● What to do: Return, character for character, the lines from the one bearing "of the orange" through the end of the material. Omit everything before that line.

● Entries provided:
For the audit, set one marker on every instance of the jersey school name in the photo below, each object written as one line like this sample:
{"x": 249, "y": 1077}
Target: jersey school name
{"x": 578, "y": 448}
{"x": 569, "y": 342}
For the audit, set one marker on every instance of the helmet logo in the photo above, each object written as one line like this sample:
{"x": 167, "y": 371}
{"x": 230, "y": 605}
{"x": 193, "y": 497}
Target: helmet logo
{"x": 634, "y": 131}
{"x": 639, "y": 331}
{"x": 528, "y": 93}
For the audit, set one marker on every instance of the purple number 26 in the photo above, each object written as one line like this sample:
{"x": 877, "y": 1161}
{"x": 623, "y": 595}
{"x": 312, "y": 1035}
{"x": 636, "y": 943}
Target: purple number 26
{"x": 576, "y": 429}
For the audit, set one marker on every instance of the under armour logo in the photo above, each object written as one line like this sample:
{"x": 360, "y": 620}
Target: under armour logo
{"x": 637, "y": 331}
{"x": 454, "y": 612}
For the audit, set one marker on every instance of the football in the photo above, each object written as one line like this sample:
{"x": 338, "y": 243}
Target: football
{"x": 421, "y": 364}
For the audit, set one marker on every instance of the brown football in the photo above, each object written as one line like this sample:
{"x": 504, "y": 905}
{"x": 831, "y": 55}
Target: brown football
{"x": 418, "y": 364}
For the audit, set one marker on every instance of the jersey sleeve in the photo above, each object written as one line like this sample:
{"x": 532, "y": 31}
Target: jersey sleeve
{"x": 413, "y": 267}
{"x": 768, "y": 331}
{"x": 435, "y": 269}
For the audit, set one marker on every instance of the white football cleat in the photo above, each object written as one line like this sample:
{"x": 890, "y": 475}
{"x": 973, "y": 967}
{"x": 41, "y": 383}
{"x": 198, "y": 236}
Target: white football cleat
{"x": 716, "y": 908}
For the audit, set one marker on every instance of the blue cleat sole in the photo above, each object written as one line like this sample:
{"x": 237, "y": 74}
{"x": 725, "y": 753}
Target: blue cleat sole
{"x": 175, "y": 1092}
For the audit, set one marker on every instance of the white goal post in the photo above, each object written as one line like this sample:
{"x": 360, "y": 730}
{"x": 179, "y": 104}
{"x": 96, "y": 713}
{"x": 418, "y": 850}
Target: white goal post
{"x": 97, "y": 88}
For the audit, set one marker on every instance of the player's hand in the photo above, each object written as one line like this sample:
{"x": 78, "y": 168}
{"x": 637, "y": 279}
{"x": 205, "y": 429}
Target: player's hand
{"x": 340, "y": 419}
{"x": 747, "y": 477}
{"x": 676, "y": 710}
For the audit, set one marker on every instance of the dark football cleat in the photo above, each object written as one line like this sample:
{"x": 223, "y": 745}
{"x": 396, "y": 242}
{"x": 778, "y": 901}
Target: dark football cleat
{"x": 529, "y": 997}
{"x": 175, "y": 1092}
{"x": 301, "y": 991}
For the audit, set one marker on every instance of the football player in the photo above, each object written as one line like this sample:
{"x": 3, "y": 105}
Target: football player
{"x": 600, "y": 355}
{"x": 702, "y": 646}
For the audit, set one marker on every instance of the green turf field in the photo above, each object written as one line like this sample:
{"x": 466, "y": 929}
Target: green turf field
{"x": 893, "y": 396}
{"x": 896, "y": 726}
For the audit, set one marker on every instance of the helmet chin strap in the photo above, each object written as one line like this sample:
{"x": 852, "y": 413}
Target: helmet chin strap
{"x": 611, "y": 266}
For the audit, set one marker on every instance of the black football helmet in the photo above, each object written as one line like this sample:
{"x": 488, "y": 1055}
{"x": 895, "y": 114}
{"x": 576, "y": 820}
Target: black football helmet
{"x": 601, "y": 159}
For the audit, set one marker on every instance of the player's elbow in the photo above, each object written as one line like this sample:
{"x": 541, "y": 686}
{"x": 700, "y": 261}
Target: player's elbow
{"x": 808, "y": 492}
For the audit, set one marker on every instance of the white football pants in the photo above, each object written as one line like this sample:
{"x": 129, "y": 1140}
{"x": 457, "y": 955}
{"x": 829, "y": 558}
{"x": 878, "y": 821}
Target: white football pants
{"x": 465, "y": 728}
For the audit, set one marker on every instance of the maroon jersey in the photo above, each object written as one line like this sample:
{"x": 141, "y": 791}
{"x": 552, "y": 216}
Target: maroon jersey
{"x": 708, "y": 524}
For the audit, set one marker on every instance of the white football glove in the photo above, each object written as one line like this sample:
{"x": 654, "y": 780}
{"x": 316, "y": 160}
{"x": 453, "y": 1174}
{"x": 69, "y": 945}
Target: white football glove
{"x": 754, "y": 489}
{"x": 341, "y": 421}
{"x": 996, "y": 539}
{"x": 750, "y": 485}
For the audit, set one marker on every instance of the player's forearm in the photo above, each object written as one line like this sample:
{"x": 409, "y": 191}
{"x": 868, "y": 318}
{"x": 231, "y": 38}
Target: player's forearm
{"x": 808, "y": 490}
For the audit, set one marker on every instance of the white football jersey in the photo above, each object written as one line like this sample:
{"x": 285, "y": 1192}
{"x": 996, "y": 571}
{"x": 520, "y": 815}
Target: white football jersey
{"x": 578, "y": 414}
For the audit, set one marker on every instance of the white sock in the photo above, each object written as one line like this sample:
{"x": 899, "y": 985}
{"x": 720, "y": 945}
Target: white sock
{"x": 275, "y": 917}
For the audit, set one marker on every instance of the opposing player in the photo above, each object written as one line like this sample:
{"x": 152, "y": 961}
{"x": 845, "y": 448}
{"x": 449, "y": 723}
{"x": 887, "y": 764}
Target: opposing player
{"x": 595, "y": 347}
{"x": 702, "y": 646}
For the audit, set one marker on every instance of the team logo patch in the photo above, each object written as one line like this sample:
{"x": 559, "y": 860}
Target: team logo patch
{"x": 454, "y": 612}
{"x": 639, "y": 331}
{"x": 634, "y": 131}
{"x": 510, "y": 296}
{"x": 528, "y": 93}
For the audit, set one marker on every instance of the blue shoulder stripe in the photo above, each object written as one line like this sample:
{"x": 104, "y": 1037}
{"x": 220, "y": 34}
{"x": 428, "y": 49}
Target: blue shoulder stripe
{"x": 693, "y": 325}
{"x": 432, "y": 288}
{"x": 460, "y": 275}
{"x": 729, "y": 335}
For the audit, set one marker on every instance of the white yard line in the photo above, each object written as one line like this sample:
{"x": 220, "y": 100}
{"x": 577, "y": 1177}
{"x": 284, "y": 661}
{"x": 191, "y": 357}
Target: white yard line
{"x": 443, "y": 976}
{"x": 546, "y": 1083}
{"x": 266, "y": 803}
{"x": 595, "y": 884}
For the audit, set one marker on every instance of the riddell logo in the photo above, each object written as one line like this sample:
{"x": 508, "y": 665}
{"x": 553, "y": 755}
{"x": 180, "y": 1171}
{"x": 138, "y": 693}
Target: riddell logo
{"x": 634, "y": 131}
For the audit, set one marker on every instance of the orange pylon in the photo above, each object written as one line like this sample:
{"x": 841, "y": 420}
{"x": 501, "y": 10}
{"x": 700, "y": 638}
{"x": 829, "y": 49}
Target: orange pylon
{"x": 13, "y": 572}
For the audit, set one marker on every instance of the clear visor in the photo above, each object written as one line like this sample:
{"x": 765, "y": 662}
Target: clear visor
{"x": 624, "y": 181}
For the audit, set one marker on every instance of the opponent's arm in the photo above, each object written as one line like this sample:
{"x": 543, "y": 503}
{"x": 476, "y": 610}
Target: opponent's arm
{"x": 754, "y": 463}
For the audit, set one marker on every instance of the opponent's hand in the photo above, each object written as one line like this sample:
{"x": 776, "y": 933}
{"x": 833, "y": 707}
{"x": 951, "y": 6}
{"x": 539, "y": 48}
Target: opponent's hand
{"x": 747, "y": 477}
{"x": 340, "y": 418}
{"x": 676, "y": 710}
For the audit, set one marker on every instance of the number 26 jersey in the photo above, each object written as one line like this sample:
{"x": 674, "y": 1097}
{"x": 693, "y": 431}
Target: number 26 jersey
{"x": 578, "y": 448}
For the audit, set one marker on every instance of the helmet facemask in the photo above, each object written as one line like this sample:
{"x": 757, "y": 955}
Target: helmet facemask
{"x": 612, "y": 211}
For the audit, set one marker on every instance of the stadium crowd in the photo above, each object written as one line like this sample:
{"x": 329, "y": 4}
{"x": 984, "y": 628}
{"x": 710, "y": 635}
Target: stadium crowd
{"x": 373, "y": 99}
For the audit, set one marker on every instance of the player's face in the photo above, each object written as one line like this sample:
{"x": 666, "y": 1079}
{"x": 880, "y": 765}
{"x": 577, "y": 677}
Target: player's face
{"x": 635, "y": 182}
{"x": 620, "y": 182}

● Written response:
For the audit, set one marker on every instance of the orange pylon in the photo above, each object written as one line like this sample:
{"x": 841, "y": 420}
{"x": 501, "y": 10}
{"x": 700, "y": 638}
{"x": 829, "y": 49}
Target: orange pylon
{"x": 13, "y": 572}
For the audit, set one marker on every instance of the clear visor in the photo above, each object written as one line like this sample:
{"x": 765, "y": 662}
Target: clear visor
{"x": 624, "y": 181}
For the audit, set one marker on every instance of the opponent's arm in the photo above, each object written as one line like this sample:
{"x": 543, "y": 503}
{"x": 476, "y": 610}
Target: opponent's arm
{"x": 754, "y": 463}
For the audit, set one marker on every instance of the opponent's hand in the photo above, each object written as one line like this sample:
{"x": 776, "y": 933}
{"x": 833, "y": 707}
{"x": 951, "y": 6}
{"x": 539, "y": 48}
Target: opponent's hand
{"x": 747, "y": 477}
{"x": 340, "y": 418}
{"x": 676, "y": 710}
For the audit, set one marker on every instance of the number 26 jersey in the photo above, each object written as one line like this sample:
{"x": 674, "y": 1097}
{"x": 693, "y": 431}
Target: number 26 jersey
{"x": 578, "y": 448}
For the audit, set one marker on every instance of the helmet facemask in the photo above, each object written as one line like this sample:
{"x": 757, "y": 955}
Target: helmet facemask
{"x": 612, "y": 211}
For the audit, set one marker on every instance of the stadium crowd in the photo above, each object written as one line like this sample:
{"x": 329, "y": 4}
{"x": 984, "y": 628}
{"x": 710, "y": 635}
Target: stadium crowd
{"x": 373, "y": 99}
For the audit, set one marker on every instance of the player's face in the photo above, each object written as one line like this sample:
{"x": 666, "y": 1079}
{"x": 880, "y": 765}
{"x": 577, "y": 677}
Target: player's face
{"x": 635, "y": 182}
{"x": 620, "y": 182}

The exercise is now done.